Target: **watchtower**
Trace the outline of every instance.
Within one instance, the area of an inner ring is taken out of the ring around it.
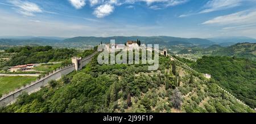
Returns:
[[[167,49],[164,48],[163,50],[163,53],[164,55],[166,57],[167,55]]]
[[[73,57],[72,58],[72,61],[75,64],[76,71],[82,69],[82,57]]]

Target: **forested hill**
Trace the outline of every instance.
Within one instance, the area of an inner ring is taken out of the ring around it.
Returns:
[[[255,61],[236,57],[204,56],[192,65],[199,72],[211,74],[216,83],[251,107],[256,108]]]
[[[236,56],[256,61],[256,43],[238,43],[214,51],[212,55]]]
[[[147,65],[100,65],[96,55],[0,112],[254,112],[170,58],[160,56],[159,64],[152,71]]]

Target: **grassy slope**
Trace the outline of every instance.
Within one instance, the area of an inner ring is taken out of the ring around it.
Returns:
[[[60,67],[61,63],[57,63],[52,65],[42,65],[35,67],[34,70],[36,71],[43,71],[46,72],[49,72],[53,70],[55,70],[59,67]]]
[[[15,88],[35,80],[32,76],[0,76],[0,94],[4,94]]]

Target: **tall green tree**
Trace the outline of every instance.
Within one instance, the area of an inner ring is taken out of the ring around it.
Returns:
[[[193,79],[193,74],[191,74],[190,75],[189,83],[190,84],[192,84],[193,83],[194,83],[194,79]]]

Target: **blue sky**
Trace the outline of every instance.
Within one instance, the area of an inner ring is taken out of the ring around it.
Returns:
[[[255,34],[256,0],[0,0],[0,36]]]

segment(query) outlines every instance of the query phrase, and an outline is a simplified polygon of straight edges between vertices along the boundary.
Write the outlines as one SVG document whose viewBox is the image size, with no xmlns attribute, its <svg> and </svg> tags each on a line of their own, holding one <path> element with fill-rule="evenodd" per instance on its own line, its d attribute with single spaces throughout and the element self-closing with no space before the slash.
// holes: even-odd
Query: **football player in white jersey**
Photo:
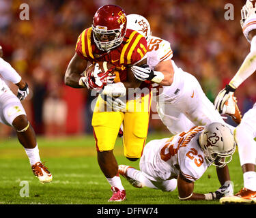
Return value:
<svg viewBox="0 0 256 218">
<path fill-rule="evenodd" d="M 34 130 L 27 120 L 20 100 L 29 93 L 28 85 L 16 70 L 2 58 L 3 50 L 0 46 L 0 74 L 2 78 L 15 84 L 18 89 L 16 96 L 6 83 L 0 78 L 0 122 L 12 127 L 17 134 L 20 143 L 25 148 L 29 157 L 33 173 L 40 183 L 49 183 L 53 176 L 41 162 Z"/>
<path fill-rule="evenodd" d="M 171 60 L 173 51 L 170 43 L 151 35 L 150 25 L 145 18 L 138 14 L 128 15 L 127 28 L 137 31 L 147 39 L 147 65 L 144 68 L 132 67 L 132 71 L 138 80 L 150 80 L 162 87 L 159 89 L 156 99 L 157 110 L 171 133 L 177 134 L 195 125 L 212 122 L 226 125 L 196 78 L 177 67 Z M 116 110 L 126 106 L 119 102 L 111 102 Z"/>
<path fill-rule="evenodd" d="M 238 72 L 226 87 L 220 91 L 215 106 L 224 112 L 223 106 L 239 86 L 256 70 L 256 1 L 247 0 L 242 9 L 241 25 L 244 35 L 251 44 L 251 51 Z M 227 106 L 230 110 L 232 106 Z M 225 109 L 224 109 L 225 110 Z M 234 131 L 243 172 L 244 187 L 234 196 L 221 199 L 222 203 L 256 203 L 256 103 L 246 112 Z"/>
<path fill-rule="evenodd" d="M 235 151 L 232 131 L 222 123 L 212 123 L 171 138 L 150 141 L 140 159 L 140 170 L 119 165 L 118 172 L 136 187 L 163 191 L 172 191 L 177 187 L 180 200 L 217 200 L 233 195 L 227 164 Z M 221 187 L 205 194 L 194 193 L 194 183 L 212 164 L 216 166 Z"/>
</svg>

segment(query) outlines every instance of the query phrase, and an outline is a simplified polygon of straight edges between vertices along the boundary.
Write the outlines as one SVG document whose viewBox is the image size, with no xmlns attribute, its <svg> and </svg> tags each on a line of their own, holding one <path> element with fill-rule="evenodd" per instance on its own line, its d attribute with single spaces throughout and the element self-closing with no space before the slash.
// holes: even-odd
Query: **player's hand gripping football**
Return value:
<svg viewBox="0 0 256 218">
<path fill-rule="evenodd" d="M 221 90 L 215 99 L 215 108 L 221 114 L 227 114 L 231 116 L 232 119 L 238 124 L 240 123 L 242 116 L 241 112 L 236 104 L 236 97 L 234 96 L 236 89 L 230 85 Z"/>
<path fill-rule="evenodd" d="M 89 89 L 103 89 L 104 86 L 112 83 L 115 79 L 115 75 L 109 76 L 109 72 L 107 71 L 103 74 L 101 73 L 98 63 L 94 67 L 94 70 L 89 72 L 86 76 L 82 76 L 79 80 L 79 84 L 87 87 Z"/>
<path fill-rule="evenodd" d="M 23 89 L 18 89 L 17 97 L 21 100 L 24 100 L 27 96 L 29 94 L 29 89 L 28 84 L 26 83 L 26 85 Z"/>
<path fill-rule="evenodd" d="M 131 69 L 135 78 L 139 80 L 151 80 L 156 76 L 154 71 L 146 64 L 143 64 L 141 66 L 132 66 Z"/>
<path fill-rule="evenodd" d="M 214 101 L 215 108 L 218 110 L 220 114 L 224 114 L 223 108 L 225 103 L 229 99 L 229 97 L 233 96 L 233 93 L 236 89 L 232 88 L 229 84 L 226 85 L 226 87 L 221 90 Z"/>
</svg>

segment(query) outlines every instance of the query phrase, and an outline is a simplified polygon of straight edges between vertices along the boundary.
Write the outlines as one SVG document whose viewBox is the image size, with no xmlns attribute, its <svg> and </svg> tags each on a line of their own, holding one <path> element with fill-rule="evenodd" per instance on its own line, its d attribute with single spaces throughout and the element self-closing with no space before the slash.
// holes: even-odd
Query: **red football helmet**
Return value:
<svg viewBox="0 0 256 218">
<path fill-rule="evenodd" d="M 126 15 L 124 10 L 115 5 L 100 7 L 94 14 L 92 31 L 97 47 L 109 51 L 123 42 L 126 31 Z"/>
</svg>

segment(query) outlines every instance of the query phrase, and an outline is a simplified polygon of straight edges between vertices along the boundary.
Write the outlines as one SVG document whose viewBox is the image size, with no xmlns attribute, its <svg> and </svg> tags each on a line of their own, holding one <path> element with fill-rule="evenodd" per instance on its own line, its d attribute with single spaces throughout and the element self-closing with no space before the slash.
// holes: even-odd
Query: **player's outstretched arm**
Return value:
<svg viewBox="0 0 256 218">
<path fill-rule="evenodd" d="M 223 182 L 222 180 L 221 181 Z M 181 173 L 177 177 L 177 186 L 179 198 L 181 200 L 214 200 L 224 196 L 233 194 L 233 187 L 230 181 L 224 182 L 223 185 L 214 192 L 205 194 L 194 193 L 194 182 L 186 179 Z"/>
<path fill-rule="evenodd" d="M 255 71 L 256 68 L 256 31 L 250 33 L 252 38 L 251 51 L 247 54 L 238 72 L 226 87 L 221 90 L 215 99 L 214 105 L 220 113 L 223 112 L 225 103 L 233 96 L 236 89 Z"/>
<path fill-rule="evenodd" d="M 174 69 L 171 60 L 160 62 L 154 70 L 143 65 L 132 66 L 132 72 L 137 80 L 149 80 L 162 86 L 170 86 L 173 81 Z"/>
<path fill-rule="evenodd" d="M 186 179 L 181 173 L 177 176 L 177 187 L 181 200 L 205 200 L 204 194 L 193 193 L 194 182 Z"/>
<path fill-rule="evenodd" d="M 68 64 L 65 74 L 65 84 L 73 88 L 84 88 L 85 84 L 79 84 L 81 74 L 87 66 L 87 61 L 81 58 L 76 53 Z"/>
</svg>

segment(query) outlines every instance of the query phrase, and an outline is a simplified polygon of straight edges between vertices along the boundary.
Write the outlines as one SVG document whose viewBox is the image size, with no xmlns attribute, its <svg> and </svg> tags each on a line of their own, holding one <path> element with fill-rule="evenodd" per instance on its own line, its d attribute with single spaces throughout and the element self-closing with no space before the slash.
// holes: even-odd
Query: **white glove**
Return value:
<svg viewBox="0 0 256 218">
<path fill-rule="evenodd" d="M 26 83 L 26 85 L 23 89 L 18 89 L 17 97 L 19 99 L 20 101 L 24 100 L 29 94 L 29 89 L 28 84 Z"/>
<path fill-rule="evenodd" d="M 135 78 L 141 81 L 151 80 L 154 77 L 154 71 L 146 64 L 132 66 L 131 69 Z"/>
<path fill-rule="evenodd" d="M 114 97 L 124 96 L 126 94 L 126 88 L 123 82 L 118 82 L 104 86 L 100 93 Z"/>
<path fill-rule="evenodd" d="M 146 64 L 139 67 L 132 66 L 131 70 L 134 77 L 141 81 L 150 80 L 160 83 L 165 78 L 165 76 L 162 72 L 151 69 L 150 66 Z"/>
<path fill-rule="evenodd" d="M 221 114 L 225 114 L 223 112 L 223 107 L 225 103 L 229 99 L 229 97 L 233 96 L 233 93 L 236 89 L 232 88 L 230 85 L 226 85 L 226 87 L 221 90 L 214 101 L 215 108 L 220 112 Z"/>
<path fill-rule="evenodd" d="M 205 200 L 217 200 L 224 196 L 230 196 L 233 195 L 233 183 L 230 181 L 225 182 L 224 185 L 214 192 L 210 192 L 205 194 Z"/>
<path fill-rule="evenodd" d="M 115 112 L 122 111 L 126 108 L 126 103 L 112 96 L 106 96 L 106 105 Z"/>
</svg>

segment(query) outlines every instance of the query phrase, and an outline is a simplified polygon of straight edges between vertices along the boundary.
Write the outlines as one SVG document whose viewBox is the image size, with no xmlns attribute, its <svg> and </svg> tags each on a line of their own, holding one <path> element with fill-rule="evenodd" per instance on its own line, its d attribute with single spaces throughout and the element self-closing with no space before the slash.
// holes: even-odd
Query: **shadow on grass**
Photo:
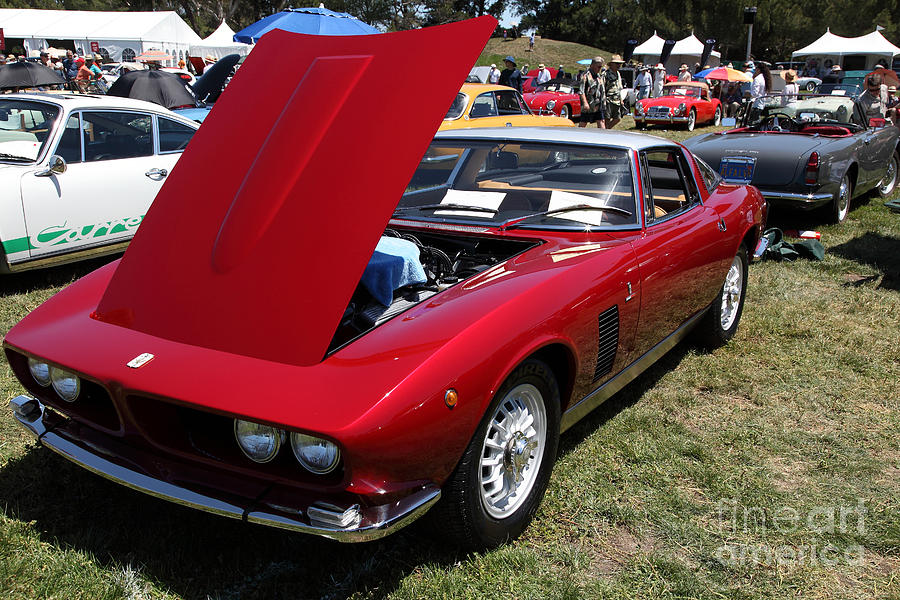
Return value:
<svg viewBox="0 0 900 600">
<path fill-rule="evenodd" d="M 881 271 L 878 287 L 900 291 L 900 239 L 868 231 L 828 252 Z"/>
</svg>

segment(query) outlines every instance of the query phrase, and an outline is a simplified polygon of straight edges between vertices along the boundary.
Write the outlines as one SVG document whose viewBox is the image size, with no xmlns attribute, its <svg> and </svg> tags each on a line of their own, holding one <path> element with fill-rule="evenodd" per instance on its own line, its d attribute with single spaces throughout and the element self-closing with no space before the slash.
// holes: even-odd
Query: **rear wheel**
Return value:
<svg viewBox="0 0 900 600">
<path fill-rule="evenodd" d="M 516 538 L 537 511 L 559 442 L 559 387 L 528 359 L 494 396 L 435 507 L 435 524 L 464 548 Z"/>
<path fill-rule="evenodd" d="M 891 160 L 888 161 L 887 171 L 884 173 L 884 178 L 882 178 L 881 183 L 878 184 L 876 188 L 878 191 L 878 195 L 882 198 L 887 198 L 890 196 L 894 189 L 897 187 L 897 167 L 900 162 L 898 162 L 898 155 L 895 151 L 891 154 Z"/>
</svg>

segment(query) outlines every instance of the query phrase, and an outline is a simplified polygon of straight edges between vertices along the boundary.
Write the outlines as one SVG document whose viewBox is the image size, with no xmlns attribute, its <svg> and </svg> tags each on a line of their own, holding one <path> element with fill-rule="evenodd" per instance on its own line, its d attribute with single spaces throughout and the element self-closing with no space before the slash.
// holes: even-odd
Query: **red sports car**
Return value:
<svg viewBox="0 0 900 600">
<path fill-rule="evenodd" d="M 523 94 L 531 111 L 538 115 L 554 114 L 566 119 L 581 116 L 581 96 L 578 82 L 572 79 L 551 79 L 534 92 Z"/>
<path fill-rule="evenodd" d="M 15 418 L 235 519 L 359 541 L 430 510 L 465 546 L 518 535 L 561 432 L 690 331 L 735 333 L 764 202 L 637 133 L 432 140 L 495 25 L 268 34 L 125 256 L 7 335 Z M 381 85 L 426 53 L 448 77 Z M 413 89 L 402 128 L 372 118 Z M 283 111 L 233 127 L 262 102 Z"/>
<path fill-rule="evenodd" d="M 644 98 L 634 106 L 638 126 L 678 123 L 693 131 L 698 123 L 719 125 L 722 103 L 709 97 L 709 86 L 699 81 L 680 81 L 663 86 L 659 98 Z"/>
</svg>

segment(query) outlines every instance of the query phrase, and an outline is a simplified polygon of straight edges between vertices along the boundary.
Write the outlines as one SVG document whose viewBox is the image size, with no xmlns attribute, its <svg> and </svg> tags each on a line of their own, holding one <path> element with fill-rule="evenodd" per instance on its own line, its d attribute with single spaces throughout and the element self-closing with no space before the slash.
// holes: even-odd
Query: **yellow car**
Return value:
<svg viewBox="0 0 900 600">
<path fill-rule="evenodd" d="M 532 114 L 522 95 L 505 85 L 466 83 L 447 111 L 440 130 L 465 127 L 572 127 L 569 119 Z"/>
</svg>

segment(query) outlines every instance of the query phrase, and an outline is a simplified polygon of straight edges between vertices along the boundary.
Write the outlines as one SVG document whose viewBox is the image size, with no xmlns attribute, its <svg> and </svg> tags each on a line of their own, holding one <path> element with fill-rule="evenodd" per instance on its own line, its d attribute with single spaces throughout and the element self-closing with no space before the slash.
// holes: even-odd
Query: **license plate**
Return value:
<svg viewBox="0 0 900 600">
<path fill-rule="evenodd" d="M 743 156 L 729 156 L 719 163 L 719 174 L 728 183 L 750 183 L 753 181 L 753 168 L 756 166 L 755 158 Z"/>
</svg>

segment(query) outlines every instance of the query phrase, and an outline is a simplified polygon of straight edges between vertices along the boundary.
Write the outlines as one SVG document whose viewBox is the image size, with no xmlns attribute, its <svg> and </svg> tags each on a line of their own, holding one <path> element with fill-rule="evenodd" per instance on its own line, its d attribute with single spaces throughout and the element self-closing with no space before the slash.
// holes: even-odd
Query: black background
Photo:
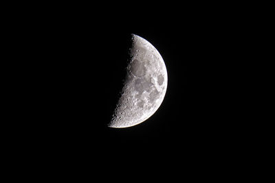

┄┄┄┄┄┄

→ WRITTEN REQUEST
Select every line of the records above that contains the string "football", matching case exactly.

→ ANSWER
Query: **football player in white jersey**
Query: **player's hand gripping football**
Query: **red football helmet**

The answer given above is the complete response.